Copy the items word for word, starting at the line containing "Expected: one point per instance of the checkered" and ending after the line containing "Target: town buildings". Do not include the pictures.

* * *

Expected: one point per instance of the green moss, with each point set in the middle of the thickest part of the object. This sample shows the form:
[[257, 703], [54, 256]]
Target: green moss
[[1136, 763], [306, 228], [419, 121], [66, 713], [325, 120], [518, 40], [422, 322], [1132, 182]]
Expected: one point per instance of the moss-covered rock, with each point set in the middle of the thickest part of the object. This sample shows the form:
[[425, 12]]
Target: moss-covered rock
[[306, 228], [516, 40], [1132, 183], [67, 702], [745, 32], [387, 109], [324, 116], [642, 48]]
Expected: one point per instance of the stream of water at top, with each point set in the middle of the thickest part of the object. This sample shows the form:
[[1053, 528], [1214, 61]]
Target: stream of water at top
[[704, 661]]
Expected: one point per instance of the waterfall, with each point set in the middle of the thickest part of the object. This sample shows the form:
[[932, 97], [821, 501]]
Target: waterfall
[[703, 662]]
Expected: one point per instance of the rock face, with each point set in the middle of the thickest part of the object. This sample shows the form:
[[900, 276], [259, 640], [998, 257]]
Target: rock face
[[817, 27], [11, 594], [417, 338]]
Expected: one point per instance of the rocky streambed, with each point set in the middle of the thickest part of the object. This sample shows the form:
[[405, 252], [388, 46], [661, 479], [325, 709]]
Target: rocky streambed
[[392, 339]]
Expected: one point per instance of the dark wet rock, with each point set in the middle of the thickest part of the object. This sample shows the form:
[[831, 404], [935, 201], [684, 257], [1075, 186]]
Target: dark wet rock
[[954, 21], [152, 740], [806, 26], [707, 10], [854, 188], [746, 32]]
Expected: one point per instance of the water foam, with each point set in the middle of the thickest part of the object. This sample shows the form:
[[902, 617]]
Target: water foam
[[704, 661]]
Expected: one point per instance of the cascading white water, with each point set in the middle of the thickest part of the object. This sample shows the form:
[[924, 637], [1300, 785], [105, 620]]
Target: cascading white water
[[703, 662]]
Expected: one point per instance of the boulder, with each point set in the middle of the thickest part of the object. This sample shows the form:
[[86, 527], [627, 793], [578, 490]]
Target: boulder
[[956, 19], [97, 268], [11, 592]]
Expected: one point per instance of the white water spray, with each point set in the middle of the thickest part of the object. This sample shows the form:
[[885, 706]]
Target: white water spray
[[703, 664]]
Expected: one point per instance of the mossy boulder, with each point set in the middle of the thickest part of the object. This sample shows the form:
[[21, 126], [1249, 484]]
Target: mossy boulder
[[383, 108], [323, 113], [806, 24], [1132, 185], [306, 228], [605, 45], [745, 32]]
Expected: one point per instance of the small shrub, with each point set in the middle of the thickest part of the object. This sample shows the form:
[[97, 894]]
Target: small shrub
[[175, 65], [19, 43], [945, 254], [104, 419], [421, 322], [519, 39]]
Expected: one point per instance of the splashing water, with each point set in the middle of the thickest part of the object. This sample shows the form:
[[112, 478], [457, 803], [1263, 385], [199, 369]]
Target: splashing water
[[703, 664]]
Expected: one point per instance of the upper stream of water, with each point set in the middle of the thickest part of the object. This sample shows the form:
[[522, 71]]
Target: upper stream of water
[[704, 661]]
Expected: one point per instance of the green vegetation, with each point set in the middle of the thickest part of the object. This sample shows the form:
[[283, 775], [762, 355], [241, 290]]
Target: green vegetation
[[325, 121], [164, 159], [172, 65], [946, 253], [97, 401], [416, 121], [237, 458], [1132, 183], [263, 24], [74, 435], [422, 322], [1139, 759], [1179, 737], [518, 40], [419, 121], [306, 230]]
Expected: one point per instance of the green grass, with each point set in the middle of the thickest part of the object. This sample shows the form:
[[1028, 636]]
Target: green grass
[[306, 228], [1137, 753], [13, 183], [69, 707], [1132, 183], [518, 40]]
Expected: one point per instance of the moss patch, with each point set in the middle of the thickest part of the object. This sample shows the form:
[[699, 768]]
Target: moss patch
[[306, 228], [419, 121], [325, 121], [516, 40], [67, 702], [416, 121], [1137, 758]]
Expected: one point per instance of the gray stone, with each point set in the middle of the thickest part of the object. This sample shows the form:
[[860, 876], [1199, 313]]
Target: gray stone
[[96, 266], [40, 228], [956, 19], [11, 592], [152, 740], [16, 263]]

* * *

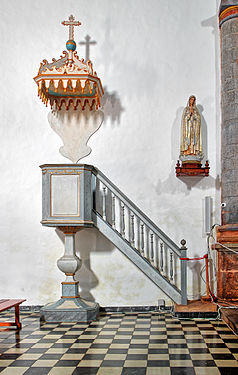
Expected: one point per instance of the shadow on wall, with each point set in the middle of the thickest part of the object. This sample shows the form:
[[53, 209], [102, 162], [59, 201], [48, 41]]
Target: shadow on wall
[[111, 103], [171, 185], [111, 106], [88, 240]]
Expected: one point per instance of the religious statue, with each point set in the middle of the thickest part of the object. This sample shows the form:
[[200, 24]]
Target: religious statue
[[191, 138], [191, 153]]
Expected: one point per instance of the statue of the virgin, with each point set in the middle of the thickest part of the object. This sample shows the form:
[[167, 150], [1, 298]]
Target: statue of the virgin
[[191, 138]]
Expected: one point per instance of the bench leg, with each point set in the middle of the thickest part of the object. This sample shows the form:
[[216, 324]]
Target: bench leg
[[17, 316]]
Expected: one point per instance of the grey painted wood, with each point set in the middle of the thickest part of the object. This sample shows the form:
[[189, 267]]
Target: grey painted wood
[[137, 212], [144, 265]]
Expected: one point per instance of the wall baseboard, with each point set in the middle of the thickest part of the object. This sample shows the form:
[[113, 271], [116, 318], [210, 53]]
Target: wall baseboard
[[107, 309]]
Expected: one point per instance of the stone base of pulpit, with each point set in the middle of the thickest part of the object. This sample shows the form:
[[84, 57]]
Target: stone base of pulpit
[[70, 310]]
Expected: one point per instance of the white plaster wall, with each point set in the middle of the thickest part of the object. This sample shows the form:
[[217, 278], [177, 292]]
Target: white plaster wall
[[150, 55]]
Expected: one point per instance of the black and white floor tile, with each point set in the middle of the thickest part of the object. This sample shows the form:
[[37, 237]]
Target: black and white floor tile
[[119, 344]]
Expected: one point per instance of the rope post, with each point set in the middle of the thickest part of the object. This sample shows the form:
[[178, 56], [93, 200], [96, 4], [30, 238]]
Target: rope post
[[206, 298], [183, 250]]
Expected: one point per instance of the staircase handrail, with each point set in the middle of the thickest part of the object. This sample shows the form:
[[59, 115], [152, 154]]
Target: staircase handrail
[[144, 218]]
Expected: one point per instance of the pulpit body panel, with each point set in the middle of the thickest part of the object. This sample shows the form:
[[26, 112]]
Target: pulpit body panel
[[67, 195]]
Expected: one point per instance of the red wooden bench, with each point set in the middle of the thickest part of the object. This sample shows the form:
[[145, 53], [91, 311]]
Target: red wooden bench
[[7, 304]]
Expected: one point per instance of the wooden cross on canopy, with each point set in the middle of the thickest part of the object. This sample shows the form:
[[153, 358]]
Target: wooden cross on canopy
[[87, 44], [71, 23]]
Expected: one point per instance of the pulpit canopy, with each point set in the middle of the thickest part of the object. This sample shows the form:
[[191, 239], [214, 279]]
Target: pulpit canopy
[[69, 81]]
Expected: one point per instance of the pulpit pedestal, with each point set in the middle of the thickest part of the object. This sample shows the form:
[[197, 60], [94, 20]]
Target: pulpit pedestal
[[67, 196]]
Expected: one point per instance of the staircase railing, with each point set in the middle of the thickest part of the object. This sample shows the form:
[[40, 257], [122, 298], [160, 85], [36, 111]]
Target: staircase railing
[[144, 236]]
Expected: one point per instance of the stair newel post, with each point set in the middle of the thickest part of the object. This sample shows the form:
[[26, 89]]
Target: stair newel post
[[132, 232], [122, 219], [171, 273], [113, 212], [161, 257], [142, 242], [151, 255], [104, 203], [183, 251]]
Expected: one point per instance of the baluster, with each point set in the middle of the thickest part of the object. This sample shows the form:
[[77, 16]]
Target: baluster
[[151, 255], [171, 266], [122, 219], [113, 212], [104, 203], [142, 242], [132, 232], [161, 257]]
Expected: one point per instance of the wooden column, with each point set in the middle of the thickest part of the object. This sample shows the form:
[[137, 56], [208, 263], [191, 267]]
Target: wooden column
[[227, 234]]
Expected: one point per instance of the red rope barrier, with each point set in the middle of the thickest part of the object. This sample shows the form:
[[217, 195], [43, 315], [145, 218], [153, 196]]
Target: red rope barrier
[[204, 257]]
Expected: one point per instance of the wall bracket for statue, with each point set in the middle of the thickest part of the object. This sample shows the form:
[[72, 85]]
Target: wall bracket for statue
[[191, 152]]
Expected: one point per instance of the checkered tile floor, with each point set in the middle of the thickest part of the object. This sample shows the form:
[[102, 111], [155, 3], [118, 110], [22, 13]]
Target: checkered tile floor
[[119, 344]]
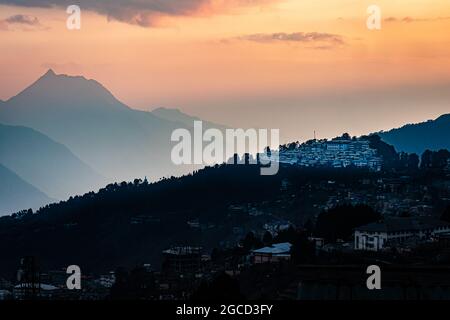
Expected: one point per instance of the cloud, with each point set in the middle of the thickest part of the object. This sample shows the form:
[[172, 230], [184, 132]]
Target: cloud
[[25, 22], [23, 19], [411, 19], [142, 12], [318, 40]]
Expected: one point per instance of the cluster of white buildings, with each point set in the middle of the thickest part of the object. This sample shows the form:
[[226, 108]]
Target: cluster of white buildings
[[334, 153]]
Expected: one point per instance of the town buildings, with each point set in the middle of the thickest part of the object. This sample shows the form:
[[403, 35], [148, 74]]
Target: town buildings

* * *

RESULT OF THE EXERCISE:
Expected: one point per instance of the checkered tile floor, with each point set in the middle of the thickest part of the object. This sample shows the form:
[[102, 111], [155, 3], [118, 110], [22, 13]]
Target: checkered tile floor
[[119, 344]]
Expected: one point per instance of the cloud, with each point set in the middle of the thickest part of the object. This sample shows the form:
[[172, 230], [184, 132]]
Target: cloud
[[25, 22], [23, 19], [411, 19], [142, 12], [318, 40]]
Expected: one point per instance of the cluster of white buildings, with each point set in the middle of the thickest part of the object. This sample shows the form:
[[226, 108]]
Target: cluster of white buildings
[[334, 153]]
Expected: one point per instance of the town buildings, with each point set in the middle of the thickest part of the object. This sample shows the form:
[[403, 35], [148, 74]]
Target: town buildings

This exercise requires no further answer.